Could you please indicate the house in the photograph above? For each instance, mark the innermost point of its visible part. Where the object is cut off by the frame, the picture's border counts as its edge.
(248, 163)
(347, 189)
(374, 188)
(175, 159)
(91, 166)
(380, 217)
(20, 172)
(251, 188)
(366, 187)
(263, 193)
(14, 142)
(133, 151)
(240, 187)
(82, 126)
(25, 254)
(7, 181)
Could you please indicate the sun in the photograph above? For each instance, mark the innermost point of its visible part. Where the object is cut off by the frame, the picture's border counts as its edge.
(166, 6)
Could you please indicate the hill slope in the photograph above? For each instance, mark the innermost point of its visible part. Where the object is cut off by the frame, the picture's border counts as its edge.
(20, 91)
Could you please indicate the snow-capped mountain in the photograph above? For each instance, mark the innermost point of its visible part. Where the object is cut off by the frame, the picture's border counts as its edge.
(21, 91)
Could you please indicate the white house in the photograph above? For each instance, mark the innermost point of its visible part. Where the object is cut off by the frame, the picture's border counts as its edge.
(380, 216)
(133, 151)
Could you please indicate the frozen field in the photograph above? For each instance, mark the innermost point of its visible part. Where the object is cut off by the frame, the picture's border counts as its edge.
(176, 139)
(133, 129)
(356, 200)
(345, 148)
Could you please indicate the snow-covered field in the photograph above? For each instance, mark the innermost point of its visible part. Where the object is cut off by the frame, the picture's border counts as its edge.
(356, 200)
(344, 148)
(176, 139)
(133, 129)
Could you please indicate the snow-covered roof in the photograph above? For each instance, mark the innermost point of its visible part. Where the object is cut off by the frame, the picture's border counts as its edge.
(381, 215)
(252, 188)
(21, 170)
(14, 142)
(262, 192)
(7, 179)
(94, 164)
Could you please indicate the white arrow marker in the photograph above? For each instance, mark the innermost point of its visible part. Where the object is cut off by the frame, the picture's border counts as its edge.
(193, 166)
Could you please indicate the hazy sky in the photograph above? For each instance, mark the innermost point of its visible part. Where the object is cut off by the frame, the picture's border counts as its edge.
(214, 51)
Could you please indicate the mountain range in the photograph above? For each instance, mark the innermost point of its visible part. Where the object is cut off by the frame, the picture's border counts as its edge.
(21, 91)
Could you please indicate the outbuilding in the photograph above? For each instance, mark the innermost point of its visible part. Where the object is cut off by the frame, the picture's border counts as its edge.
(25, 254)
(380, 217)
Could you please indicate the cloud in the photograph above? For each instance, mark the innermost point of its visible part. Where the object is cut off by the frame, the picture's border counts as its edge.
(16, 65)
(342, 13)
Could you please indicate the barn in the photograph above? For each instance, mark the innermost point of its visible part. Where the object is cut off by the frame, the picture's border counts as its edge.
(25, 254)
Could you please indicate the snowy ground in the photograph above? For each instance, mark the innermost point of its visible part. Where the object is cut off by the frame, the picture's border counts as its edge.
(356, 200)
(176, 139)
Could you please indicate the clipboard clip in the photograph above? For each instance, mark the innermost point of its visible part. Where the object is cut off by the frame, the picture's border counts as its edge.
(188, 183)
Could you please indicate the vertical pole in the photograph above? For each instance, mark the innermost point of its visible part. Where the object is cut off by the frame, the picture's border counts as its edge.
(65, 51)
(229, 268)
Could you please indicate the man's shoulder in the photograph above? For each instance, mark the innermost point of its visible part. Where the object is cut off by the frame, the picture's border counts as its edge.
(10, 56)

------------------------------------------------

→ GIVEN REQUEST
Copy out the part of the records from the line containing "Could you please indicate the man's" through the end of the records, keeping each line's wording. Multiply every coordinate in the answers by 2.5 and round to whole numbers, with halves rounded up.

→ THE RESPONSE
Could you please indicate the man's shoulder in the photograph above? For each instance, mark the innermost point of its visible part. Where the object is cut off by the frame, the picture's border counts as its edge.
(25, 140)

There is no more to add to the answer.